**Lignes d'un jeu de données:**
————
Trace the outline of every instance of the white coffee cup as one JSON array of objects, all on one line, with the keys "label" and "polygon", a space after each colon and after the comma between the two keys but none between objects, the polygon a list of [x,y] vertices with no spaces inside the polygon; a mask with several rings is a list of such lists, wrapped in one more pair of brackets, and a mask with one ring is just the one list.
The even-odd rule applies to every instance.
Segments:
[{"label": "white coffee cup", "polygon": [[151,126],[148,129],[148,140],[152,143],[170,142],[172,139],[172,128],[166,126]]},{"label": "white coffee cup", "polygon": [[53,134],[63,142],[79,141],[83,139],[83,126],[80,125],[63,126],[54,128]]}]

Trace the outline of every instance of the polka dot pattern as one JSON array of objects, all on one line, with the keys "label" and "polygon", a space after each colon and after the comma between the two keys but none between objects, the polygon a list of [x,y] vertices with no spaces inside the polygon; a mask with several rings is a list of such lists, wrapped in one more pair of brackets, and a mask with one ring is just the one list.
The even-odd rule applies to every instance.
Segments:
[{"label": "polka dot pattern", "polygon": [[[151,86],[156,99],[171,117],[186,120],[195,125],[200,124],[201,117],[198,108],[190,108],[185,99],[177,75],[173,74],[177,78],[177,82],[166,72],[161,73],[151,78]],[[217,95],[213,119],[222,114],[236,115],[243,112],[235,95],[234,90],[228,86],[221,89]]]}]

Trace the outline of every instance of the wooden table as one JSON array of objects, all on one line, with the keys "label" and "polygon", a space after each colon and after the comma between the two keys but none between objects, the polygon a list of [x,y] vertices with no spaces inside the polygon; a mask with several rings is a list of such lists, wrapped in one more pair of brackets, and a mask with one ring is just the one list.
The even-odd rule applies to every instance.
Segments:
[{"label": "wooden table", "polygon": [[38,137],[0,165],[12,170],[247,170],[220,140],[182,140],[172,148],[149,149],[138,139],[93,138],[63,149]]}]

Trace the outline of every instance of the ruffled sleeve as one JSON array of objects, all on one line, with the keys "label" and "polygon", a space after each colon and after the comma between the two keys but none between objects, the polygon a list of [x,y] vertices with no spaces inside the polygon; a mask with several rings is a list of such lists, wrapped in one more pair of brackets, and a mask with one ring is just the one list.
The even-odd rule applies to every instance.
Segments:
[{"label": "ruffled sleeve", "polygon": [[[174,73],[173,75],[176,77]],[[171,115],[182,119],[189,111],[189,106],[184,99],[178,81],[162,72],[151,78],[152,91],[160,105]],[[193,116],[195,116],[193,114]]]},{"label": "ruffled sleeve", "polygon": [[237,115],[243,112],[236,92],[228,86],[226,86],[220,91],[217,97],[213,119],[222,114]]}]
————
**Consigne:**
Où la chaîne « coffee » figure-t-elle dans les entrées ci-dessus ? Repérez chaque ligne qui la contient et recopiez-la en entier.

**Résultat attendu:**
Trace the outline of every instance of the white coffee cup as one JSON array of objects, all on one line, with the keys "label" and "polygon", a space after each colon and after the comma between the two keys but none between objects, the polygon a list of [x,y] vertices with no spaces inside the polygon; a mask with several rings is a list of such lists, wrapped in one more pair of brackets, and a mask with one ring is just the one list.
[{"label": "white coffee cup", "polygon": [[151,126],[148,129],[148,140],[152,143],[170,142],[172,139],[172,128],[166,126]]},{"label": "white coffee cup", "polygon": [[53,134],[63,142],[79,141],[83,139],[83,126],[80,125],[63,126],[54,128]]}]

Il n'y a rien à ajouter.